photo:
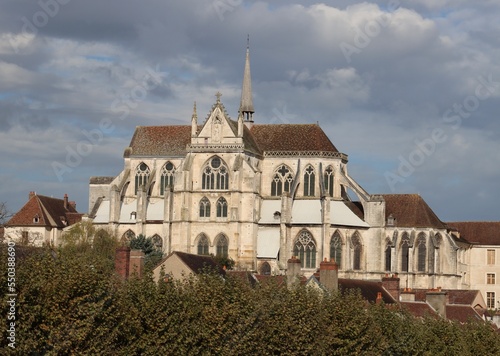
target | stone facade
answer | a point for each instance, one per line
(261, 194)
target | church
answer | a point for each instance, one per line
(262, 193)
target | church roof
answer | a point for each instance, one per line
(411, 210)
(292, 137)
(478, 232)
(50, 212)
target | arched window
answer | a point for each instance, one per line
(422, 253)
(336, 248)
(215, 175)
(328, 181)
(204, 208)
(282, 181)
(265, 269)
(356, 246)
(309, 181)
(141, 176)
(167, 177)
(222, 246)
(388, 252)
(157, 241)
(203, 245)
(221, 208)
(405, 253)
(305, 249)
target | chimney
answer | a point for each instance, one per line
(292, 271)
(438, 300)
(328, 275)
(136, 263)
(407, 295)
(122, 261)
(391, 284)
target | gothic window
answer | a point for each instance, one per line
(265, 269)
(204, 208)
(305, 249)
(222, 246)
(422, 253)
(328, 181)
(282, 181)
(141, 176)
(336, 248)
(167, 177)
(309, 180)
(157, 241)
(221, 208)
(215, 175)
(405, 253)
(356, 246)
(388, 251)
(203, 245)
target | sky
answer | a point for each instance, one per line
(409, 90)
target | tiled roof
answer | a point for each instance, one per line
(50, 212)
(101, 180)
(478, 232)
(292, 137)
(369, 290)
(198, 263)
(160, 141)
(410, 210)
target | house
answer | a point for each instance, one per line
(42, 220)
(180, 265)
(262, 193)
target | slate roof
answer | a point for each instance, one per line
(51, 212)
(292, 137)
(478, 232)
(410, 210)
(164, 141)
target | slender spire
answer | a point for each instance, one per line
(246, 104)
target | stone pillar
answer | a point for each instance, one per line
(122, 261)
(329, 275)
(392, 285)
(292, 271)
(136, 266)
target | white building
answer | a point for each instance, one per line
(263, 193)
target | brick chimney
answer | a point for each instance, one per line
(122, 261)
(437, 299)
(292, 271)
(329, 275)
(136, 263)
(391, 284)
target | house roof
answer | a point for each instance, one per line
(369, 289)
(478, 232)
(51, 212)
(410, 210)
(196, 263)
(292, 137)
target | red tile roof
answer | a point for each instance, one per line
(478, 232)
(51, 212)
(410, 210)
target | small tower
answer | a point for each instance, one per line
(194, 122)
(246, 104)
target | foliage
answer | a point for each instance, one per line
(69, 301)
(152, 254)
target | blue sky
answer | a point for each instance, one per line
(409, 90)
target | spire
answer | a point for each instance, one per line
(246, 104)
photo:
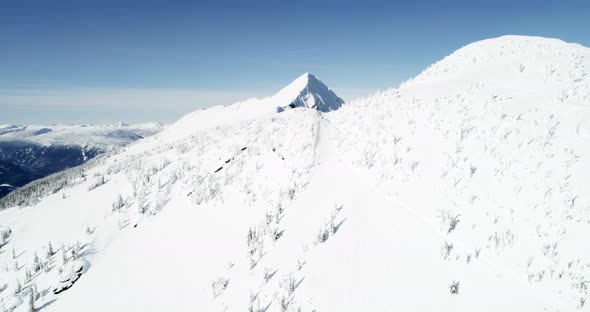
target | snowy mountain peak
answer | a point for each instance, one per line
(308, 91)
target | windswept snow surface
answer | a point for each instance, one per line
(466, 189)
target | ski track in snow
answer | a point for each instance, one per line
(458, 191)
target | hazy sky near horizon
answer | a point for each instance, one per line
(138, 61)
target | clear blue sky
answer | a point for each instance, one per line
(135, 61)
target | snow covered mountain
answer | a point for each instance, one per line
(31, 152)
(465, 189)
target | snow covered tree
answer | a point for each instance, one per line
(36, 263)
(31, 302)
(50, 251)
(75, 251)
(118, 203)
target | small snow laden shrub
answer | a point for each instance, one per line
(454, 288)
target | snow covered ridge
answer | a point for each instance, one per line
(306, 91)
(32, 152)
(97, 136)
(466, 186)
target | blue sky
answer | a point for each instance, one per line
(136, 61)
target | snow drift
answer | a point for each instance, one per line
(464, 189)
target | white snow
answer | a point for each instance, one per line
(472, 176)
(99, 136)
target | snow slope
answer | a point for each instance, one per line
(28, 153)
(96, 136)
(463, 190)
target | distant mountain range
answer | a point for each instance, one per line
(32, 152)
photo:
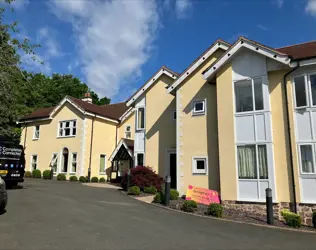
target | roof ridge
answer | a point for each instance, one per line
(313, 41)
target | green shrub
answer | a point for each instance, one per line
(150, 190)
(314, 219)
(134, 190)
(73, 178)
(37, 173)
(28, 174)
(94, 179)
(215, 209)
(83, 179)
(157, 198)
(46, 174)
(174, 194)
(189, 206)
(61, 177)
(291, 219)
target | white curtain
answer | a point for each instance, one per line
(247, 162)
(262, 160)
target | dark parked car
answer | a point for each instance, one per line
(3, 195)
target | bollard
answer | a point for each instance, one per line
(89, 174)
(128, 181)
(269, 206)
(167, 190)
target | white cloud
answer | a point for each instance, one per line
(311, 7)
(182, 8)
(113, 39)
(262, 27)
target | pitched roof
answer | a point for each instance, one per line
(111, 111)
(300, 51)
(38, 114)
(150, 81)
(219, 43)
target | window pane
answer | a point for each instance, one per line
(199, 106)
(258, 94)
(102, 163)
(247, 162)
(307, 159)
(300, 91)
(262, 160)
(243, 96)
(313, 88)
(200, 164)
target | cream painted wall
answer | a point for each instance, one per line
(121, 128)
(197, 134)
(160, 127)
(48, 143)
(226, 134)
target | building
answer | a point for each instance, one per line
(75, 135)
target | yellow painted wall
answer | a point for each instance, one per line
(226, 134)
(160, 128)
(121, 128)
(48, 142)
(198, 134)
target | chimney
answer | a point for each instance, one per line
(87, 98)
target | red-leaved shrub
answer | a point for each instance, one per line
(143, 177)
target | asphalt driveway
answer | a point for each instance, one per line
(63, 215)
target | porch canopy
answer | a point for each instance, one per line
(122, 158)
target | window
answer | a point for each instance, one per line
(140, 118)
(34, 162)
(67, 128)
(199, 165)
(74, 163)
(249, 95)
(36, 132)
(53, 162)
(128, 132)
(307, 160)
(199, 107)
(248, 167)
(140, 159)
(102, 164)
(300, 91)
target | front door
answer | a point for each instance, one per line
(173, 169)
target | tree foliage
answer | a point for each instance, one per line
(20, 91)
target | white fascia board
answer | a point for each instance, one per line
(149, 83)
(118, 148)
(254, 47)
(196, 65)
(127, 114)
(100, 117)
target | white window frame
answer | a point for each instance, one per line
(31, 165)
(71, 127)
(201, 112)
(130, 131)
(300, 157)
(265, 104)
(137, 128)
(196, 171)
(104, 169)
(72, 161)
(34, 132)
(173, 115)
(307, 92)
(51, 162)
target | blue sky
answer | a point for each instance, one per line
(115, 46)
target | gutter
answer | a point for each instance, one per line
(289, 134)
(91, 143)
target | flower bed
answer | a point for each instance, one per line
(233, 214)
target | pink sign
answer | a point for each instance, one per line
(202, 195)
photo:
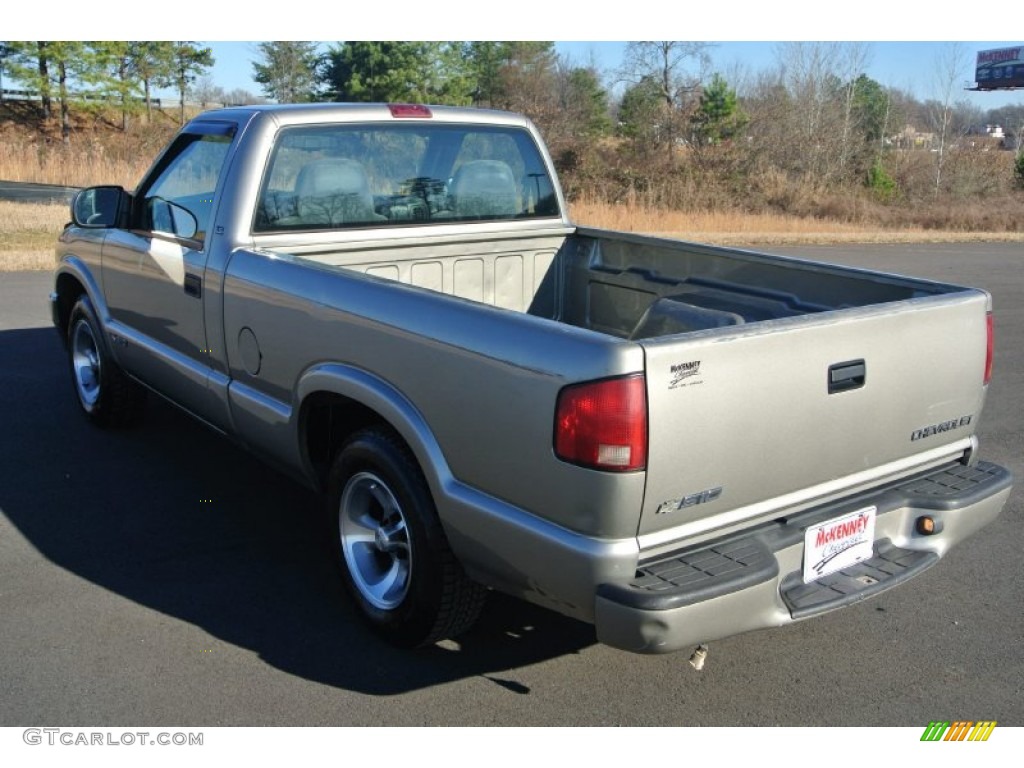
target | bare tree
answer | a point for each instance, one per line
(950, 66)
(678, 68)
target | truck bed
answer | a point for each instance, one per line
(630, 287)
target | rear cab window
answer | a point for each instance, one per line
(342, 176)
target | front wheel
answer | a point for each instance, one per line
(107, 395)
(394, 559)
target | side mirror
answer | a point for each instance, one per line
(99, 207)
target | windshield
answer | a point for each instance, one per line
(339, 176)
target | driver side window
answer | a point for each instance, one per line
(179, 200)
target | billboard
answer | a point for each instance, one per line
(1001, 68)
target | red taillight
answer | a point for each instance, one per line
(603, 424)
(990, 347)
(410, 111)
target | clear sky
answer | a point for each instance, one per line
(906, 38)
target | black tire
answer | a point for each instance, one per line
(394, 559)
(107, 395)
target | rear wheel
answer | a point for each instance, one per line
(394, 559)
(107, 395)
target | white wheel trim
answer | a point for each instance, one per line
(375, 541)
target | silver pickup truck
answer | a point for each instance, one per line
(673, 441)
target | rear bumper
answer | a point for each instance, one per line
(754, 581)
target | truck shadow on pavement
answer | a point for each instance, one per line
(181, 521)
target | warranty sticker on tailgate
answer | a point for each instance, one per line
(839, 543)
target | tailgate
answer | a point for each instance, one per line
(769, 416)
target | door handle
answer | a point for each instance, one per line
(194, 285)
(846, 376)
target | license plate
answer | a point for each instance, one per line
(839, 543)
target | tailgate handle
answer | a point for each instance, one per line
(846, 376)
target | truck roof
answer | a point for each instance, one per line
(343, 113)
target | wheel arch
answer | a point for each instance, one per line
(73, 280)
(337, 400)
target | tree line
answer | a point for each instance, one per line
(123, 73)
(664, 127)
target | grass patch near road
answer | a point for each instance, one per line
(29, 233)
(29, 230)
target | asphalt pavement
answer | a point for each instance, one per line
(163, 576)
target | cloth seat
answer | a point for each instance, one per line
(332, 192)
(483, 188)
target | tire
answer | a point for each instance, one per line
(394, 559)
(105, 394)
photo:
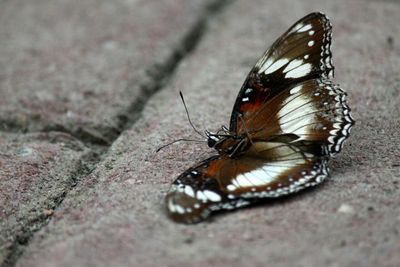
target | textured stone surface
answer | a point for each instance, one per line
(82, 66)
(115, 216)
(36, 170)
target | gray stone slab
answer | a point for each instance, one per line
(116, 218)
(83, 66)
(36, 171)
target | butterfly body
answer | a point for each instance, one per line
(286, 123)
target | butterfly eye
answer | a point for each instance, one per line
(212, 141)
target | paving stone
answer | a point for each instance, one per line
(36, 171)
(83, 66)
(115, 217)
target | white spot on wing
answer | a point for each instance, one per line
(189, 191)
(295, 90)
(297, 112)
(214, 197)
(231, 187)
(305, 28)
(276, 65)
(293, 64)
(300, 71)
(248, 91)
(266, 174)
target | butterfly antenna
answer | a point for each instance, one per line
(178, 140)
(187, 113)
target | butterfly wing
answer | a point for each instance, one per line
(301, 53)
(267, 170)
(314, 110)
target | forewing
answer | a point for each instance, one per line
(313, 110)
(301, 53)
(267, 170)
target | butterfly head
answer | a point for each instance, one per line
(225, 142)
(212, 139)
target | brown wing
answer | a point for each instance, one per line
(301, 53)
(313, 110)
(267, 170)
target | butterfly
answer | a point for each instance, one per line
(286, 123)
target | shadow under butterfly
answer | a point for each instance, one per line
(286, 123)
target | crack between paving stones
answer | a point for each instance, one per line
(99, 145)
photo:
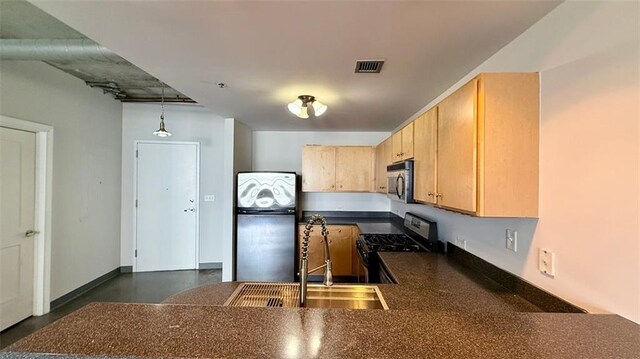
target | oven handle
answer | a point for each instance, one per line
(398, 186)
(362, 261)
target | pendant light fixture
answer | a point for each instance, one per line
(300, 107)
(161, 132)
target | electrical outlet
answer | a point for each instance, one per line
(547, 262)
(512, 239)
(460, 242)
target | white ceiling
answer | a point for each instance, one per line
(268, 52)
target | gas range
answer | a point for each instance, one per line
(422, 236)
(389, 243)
....................
**INSTRUCTION**
Give again the lines from the line that contains "target | forewing" through the last line of the material above, exactly and with both ends included. Omit the pictures.

**EXERCISE RESULT**
target | forewing
answer | a point for each instance, one per line
(313, 110)
(301, 53)
(267, 170)
target | butterfly head
answer | a point for each instance, one per line
(225, 142)
(212, 139)
target | brown wing
answer | a point for each instance, one per line
(301, 53)
(313, 110)
(267, 170)
target | butterfly
answer | a point for each instance, one per line
(286, 123)
target | shadow under butterfly
answer | a point for each instance, one per line
(286, 123)
target | crack between paving stones
answer | a point for each instance, one per line
(99, 145)
photo:
target | oven handle
answer | a point for each instance, one per line
(398, 186)
(362, 261)
target | pendant light fixture
answer | a point for each instance, one per line
(300, 107)
(161, 132)
target | electrical outlet
answer | a point for each instance, one per line
(547, 262)
(512, 239)
(460, 242)
target | white ceiling
answer | a point for each instance, one per line
(268, 52)
target | gas range
answer | a point for each instance, one per line
(422, 236)
(389, 243)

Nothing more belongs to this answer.